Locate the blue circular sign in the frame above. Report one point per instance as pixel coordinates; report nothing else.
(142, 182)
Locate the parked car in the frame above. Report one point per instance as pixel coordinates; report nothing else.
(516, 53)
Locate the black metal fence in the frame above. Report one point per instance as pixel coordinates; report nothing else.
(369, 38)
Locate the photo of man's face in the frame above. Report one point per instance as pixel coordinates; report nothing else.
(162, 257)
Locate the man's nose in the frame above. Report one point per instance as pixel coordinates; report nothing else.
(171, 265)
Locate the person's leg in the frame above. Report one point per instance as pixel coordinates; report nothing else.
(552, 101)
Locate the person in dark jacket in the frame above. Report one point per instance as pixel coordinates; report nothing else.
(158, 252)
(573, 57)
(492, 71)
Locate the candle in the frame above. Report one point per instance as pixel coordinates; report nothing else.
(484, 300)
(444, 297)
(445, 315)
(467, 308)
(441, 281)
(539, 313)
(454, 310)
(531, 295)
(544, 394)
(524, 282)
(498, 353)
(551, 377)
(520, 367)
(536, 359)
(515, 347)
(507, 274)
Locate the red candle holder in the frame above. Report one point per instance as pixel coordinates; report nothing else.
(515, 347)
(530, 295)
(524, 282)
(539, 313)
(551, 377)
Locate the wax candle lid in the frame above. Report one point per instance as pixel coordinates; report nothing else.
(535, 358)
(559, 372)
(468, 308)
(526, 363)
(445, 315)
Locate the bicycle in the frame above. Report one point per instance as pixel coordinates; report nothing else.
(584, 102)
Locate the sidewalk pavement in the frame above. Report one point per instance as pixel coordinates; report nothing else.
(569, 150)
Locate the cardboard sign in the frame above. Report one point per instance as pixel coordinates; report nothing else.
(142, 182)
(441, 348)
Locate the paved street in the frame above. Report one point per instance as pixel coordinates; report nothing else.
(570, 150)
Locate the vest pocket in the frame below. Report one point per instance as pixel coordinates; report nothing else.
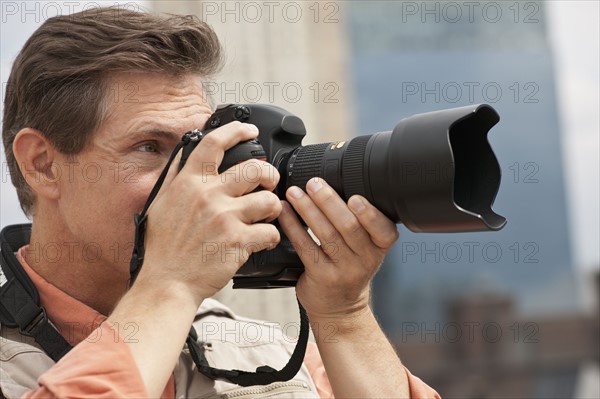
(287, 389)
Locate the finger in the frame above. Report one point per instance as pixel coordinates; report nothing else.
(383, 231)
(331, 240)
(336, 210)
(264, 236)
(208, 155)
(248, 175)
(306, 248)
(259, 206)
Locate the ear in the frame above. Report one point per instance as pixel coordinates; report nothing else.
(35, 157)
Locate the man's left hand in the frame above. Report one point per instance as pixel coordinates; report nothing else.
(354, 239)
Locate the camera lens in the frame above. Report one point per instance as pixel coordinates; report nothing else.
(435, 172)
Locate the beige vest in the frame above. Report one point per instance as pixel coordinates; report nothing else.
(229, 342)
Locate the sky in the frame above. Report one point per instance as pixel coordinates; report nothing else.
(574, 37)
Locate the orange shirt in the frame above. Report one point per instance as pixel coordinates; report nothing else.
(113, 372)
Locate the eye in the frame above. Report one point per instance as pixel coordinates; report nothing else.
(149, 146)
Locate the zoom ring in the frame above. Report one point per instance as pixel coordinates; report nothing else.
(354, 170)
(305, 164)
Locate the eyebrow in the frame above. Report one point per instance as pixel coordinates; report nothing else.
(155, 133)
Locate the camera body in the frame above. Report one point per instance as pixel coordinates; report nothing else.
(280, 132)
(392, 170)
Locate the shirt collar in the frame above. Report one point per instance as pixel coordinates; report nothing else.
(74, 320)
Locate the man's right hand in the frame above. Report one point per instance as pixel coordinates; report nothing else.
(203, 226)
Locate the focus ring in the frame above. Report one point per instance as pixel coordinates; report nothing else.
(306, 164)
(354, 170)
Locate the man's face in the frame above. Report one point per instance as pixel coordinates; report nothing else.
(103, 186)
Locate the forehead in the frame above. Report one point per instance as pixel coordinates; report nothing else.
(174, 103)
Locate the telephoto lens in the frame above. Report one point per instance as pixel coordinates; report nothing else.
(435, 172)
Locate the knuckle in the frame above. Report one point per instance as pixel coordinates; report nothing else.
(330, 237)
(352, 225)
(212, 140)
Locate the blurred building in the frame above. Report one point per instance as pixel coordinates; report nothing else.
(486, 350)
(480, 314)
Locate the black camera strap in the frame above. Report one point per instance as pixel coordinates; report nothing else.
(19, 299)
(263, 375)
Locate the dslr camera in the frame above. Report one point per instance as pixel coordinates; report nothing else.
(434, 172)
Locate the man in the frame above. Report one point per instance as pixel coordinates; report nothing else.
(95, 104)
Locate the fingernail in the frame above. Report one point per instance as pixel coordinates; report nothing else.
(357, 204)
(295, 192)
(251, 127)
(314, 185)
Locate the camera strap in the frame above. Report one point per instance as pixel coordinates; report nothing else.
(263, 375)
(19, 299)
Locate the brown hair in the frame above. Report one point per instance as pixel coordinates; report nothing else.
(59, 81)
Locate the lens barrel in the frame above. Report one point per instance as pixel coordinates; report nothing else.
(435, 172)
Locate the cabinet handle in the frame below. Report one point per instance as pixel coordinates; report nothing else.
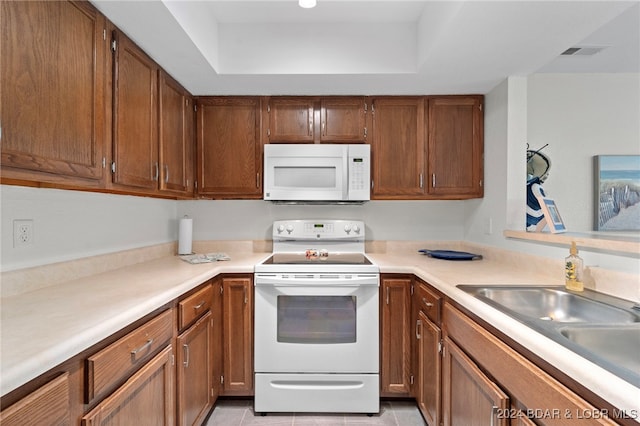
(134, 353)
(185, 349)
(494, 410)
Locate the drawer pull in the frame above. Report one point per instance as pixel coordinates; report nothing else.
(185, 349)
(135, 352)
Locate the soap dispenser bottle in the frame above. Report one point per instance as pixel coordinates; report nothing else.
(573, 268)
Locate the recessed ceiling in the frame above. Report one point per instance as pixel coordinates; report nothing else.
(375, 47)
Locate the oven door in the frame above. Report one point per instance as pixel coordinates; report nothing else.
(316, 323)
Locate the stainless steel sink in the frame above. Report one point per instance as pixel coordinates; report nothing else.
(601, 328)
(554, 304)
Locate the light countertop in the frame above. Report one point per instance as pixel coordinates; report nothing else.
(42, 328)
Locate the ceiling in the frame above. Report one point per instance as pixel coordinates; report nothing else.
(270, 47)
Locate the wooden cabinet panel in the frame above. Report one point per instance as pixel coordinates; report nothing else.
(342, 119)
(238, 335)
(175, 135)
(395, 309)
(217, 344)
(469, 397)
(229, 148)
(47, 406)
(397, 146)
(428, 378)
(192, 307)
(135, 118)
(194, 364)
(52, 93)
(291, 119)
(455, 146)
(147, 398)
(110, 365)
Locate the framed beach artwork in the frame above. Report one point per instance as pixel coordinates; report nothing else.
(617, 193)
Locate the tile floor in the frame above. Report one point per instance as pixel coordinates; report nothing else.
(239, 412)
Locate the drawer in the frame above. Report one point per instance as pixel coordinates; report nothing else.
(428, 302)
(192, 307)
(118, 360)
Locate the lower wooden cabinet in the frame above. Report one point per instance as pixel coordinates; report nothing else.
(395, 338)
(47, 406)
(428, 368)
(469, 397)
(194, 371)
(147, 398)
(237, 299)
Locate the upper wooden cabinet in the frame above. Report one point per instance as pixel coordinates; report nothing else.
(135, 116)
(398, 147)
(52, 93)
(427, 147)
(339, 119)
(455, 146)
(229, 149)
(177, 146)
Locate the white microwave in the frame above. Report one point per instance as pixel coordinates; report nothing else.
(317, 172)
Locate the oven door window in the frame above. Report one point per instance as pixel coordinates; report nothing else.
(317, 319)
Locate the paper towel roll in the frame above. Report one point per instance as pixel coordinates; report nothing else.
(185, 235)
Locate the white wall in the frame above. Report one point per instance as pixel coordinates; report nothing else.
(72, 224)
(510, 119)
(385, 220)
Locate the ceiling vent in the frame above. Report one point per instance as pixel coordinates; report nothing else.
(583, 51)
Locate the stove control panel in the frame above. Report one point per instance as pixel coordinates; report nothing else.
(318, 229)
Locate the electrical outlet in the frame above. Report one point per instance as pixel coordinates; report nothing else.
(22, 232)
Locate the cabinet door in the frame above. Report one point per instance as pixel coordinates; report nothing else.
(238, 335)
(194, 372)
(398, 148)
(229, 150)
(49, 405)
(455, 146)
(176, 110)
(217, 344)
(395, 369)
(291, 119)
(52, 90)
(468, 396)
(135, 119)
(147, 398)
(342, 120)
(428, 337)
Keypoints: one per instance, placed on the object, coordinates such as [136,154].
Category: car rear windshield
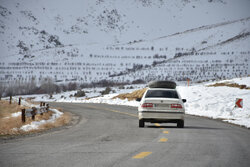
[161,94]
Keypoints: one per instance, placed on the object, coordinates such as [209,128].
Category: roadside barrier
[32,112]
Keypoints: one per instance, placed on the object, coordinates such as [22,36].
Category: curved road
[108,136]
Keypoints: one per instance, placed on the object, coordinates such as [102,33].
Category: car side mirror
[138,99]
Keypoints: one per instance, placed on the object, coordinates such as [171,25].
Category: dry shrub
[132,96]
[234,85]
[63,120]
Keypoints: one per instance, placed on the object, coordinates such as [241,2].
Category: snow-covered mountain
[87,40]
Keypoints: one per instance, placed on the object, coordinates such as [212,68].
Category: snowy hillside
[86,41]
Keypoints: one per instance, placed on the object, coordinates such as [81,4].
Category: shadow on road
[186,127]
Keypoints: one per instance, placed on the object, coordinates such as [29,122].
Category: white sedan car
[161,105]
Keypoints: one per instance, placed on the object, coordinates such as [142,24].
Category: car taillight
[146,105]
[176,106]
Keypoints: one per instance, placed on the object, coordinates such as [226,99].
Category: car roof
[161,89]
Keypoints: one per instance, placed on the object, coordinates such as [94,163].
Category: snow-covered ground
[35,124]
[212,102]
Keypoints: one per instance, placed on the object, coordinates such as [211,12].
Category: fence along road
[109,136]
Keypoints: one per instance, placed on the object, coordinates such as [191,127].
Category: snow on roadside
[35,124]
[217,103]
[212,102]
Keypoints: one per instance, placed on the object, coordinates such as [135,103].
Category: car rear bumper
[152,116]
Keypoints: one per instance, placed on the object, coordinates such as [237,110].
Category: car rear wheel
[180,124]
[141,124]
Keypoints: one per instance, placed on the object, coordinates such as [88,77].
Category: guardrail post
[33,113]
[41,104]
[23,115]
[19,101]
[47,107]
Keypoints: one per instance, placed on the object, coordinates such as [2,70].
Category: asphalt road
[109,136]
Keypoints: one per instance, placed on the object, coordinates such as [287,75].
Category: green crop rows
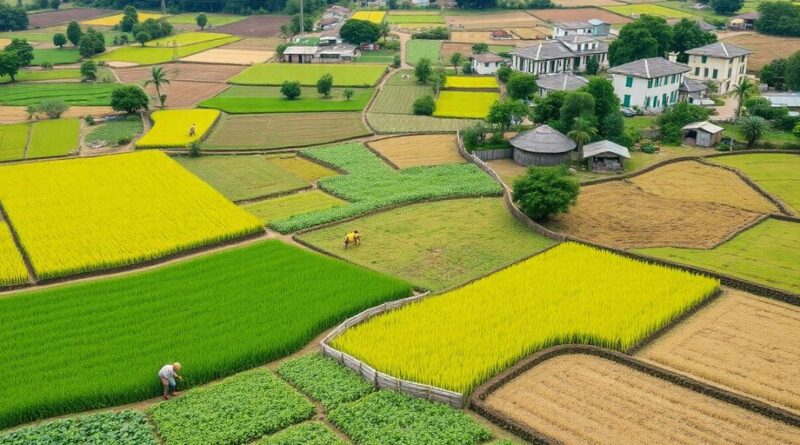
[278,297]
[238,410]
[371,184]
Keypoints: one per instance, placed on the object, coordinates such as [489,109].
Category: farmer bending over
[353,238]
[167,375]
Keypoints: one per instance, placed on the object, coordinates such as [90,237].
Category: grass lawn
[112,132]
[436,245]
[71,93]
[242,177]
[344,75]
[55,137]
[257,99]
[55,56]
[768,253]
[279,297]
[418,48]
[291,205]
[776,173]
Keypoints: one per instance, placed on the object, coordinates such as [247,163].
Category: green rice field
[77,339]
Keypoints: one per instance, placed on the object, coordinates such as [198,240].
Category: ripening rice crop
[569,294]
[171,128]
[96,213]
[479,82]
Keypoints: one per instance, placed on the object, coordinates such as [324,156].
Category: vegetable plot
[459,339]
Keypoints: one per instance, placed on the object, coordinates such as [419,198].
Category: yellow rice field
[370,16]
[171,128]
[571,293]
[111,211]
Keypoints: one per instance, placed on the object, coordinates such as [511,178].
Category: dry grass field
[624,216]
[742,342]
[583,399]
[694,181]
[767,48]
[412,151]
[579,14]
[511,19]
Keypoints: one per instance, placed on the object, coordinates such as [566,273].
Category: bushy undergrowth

---

--- What to do ---
Please reproduce the closing stretch of the records, from the line with "Category: vegetable plot" through the last line, exactly as it stands.

--- Output ---
Category: vegetable plot
[459,339]
Keypoints: one per instance, placed on the object, coordinates such as [419,198].
Category: yellow rice field
[370,16]
[171,128]
[571,293]
[111,211]
Keypoints: one per instance, placed on the object, coordinates such as [511,178].
Category: dry grass field
[624,216]
[742,342]
[583,399]
[694,181]
[767,48]
[412,151]
[579,14]
[511,19]
Keypoints: one per instance, placed on the object, coordinates such as [566,273].
Category: bushy undergrowth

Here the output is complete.